_What you are asked to do_:
Put the following lines into a numbered list, omitting any blank lines and leaving out the pictures.

_Dataset records_:
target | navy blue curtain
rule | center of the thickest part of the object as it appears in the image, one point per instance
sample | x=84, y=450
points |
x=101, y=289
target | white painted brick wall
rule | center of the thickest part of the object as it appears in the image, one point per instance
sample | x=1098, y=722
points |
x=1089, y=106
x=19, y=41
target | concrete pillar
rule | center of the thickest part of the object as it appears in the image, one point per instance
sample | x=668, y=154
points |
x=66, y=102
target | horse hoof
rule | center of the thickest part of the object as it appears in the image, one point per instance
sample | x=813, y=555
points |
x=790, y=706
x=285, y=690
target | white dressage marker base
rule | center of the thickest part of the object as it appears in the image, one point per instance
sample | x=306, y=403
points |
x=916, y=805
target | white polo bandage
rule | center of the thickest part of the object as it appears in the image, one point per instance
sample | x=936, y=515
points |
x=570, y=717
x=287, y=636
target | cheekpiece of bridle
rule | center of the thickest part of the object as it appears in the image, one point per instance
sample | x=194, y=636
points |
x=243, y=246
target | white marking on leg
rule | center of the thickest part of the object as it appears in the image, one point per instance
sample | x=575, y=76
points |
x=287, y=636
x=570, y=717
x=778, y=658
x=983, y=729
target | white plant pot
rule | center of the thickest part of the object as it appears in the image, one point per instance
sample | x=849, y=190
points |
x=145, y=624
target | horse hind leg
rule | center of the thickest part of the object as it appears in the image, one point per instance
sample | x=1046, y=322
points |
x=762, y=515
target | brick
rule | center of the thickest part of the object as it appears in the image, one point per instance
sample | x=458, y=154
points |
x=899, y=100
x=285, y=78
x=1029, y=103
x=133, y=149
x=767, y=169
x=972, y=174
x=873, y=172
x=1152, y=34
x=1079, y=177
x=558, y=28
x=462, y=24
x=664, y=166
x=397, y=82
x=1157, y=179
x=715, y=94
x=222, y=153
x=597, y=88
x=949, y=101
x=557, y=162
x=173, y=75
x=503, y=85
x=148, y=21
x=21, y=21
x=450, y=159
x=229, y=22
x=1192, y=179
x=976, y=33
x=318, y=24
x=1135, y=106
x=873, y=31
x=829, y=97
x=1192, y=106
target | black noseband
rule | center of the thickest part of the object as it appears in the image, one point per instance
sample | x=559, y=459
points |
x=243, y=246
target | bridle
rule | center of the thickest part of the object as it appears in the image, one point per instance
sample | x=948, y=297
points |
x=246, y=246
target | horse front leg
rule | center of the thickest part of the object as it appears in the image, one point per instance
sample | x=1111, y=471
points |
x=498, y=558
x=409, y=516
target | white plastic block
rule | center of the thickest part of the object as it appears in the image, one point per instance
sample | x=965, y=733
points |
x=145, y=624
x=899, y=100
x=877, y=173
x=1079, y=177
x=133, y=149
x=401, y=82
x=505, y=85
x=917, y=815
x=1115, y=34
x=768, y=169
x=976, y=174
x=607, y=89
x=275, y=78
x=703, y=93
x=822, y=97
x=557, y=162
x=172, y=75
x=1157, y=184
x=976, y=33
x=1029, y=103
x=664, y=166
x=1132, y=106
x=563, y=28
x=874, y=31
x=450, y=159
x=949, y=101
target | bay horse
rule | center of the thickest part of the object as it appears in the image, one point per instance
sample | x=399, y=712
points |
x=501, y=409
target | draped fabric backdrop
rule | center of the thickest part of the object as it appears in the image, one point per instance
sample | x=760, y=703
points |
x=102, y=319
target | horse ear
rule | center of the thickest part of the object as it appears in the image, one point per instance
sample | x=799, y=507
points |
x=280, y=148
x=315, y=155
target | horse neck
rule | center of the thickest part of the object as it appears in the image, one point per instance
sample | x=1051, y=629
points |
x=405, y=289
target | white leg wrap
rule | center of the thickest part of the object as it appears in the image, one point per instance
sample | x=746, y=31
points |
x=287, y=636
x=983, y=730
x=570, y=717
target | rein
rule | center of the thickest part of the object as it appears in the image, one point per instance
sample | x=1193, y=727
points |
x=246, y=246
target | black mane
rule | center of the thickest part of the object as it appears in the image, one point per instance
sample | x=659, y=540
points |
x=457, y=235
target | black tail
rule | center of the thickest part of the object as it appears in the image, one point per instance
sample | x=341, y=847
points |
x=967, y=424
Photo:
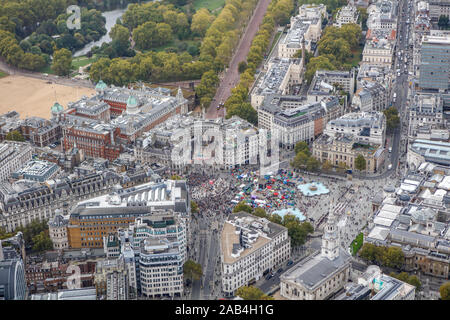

_Response_:
1. target | navy blue curtain
2. rule | center of the thickest part of the object as it appears in the image, one point per instance
3. sample | x=84, y=450
4. points |
5. x=101, y=289
6. target | white painted brick wall
7. rule | center of the thickest part of the object as it appears in the image, one point per instance
8. sample | x=1098, y=722
9. points |
10. x=1089, y=106
11. x=19, y=41
12. target | concrete pillar
13. rule | center of the thickest part of the object as it appears in the image, one point per instance
14. sample | x=668, y=154
15. points |
16. x=66, y=102
17. target | horse hoof
18. rule | center of the thickest part of the object as it appears in the image, one point per instance
19. sample | x=813, y=555
20. points |
21. x=790, y=706
22. x=285, y=690
23. target | white dressage marker base
24. rule | center of the thickest part of the object as it appears in the image, one point per instance
25. sample | x=306, y=403
26. points |
27. x=916, y=805
28. target | white polo bandage
29. rule | center of the thickest part of the object as it appears in the image, one point per instance
30. sample | x=936, y=515
31. points |
32. x=570, y=717
33. x=287, y=636
34. target | cheekpiece of bridle
35. rule | center of the thickest part of the object as it appears in the image, one point per instance
36. sample | x=194, y=636
37. points |
38. x=243, y=246
39. target | white marking on leg
40. rule | center of the thickest part of the object as it appears in the image, one point per instance
41. sample | x=575, y=76
42. points |
43. x=287, y=636
44. x=570, y=717
45. x=778, y=658
46. x=983, y=729
47. target | white plant pot
48. rule | center of the thickest part of the object as it appears in the image, one point per instance
49. sample | x=849, y=190
50. points |
51. x=145, y=624
52. target | horse hind leg
53. rule | center of the thickest part of the object as it appears in the image, one point per instance
54. sample | x=1046, y=322
55. points |
56. x=762, y=515
57. target | brick
58. rule | center of the thickest part of the object as it appears in the image, one point per instance
59. sample | x=458, y=154
60. points |
61. x=899, y=100
62. x=285, y=78
63. x=1029, y=103
64. x=133, y=149
65. x=767, y=169
66. x=972, y=174
67. x=873, y=172
68. x=1152, y=34
69. x=1079, y=177
70. x=558, y=28
71. x=462, y=24
72. x=664, y=166
73. x=397, y=82
74. x=1157, y=179
75. x=715, y=94
76. x=222, y=153
77. x=597, y=88
78. x=949, y=101
79. x=557, y=162
80. x=173, y=75
81. x=503, y=85
82. x=148, y=21
83. x=21, y=21
84. x=450, y=159
85. x=229, y=22
86. x=1192, y=179
87. x=976, y=33
88. x=318, y=24
89. x=1135, y=106
90. x=873, y=31
91. x=829, y=97
92. x=1192, y=106
93. target | black noseband
94. rule | center of the thickest part of the object as it appears in the image, one point per instance
95. sample | x=559, y=459
96. points |
97. x=243, y=246
98. target | bridle
99. rule | center of the thickest part of the object as it appears in the image, one point per instance
100. sample | x=948, y=297
101. points |
102. x=246, y=246
103. target | horse front leg
104. rule | center of the thickest part of the object as it appears in the image, one point per instance
105. sample | x=1111, y=471
106. points |
107. x=498, y=558
108. x=409, y=516
109. target | white plastic block
110. rule | center of the thickest part of the object as it appears in the image, one point per instance
111. sample | x=965, y=733
112. points |
113. x=145, y=624
114. x=899, y=100
115. x=877, y=173
116. x=1079, y=177
117. x=133, y=149
118. x=401, y=82
119. x=505, y=85
120. x=917, y=815
121. x=1115, y=34
122. x=768, y=169
123. x=976, y=174
124. x=607, y=89
125. x=275, y=78
126. x=703, y=93
127. x=822, y=97
128. x=557, y=162
129. x=172, y=75
130. x=1157, y=184
131. x=976, y=33
132. x=1029, y=103
133. x=664, y=166
134. x=1132, y=106
135. x=563, y=28
136. x=874, y=31
137. x=450, y=159
138. x=949, y=101
139. target | bay horse
140. rule | center of the thickest part of the object as it appears in the image, one point per instance
141. sample | x=399, y=712
142. points |
143. x=501, y=409
144. target | draped fabric backdrop
145. rule | center of the thickest part of the object as it appears in the image, one point per instance
146. sample | x=760, y=703
147. points |
148. x=102, y=319
149. target | horse ear
150. rule | center of the thickest part of the object as it appears in the image, one point per instance
151. sample | x=799, y=507
152. points |
153. x=280, y=148
154. x=315, y=155
155. target | horse neck
156. rule | center of the thickest part of the object as it appears in the image, one point per instance
157. sample | x=1051, y=629
158. points |
159. x=405, y=289
160. target | white leg wrap
161. rule | center of the thickest part of the object as it appears in the image, one point per instance
162. sample | x=746, y=31
163. points |
164. x=287, y=636
165. x=983, y=730
166. x=570, y=717
167. target | rein
168. rule | center of the thickest part of the object as it appears in the image, one point per instance
169. sample | x=1193, y=727
170. points |
171. x=246, y=246
172. target | black mane
173. rule | center of the thickest part of the object as it appears in the image, one point per instance
174. sample | x=659, y=540
175. points |
176. x=457, y=235
177. target | black tail
178. rule | center of the thickest part of the object as it appears in the image, one point per instance
179. sample | x=341, y=847
180. points |
181. x=967, y=424
182. Photo:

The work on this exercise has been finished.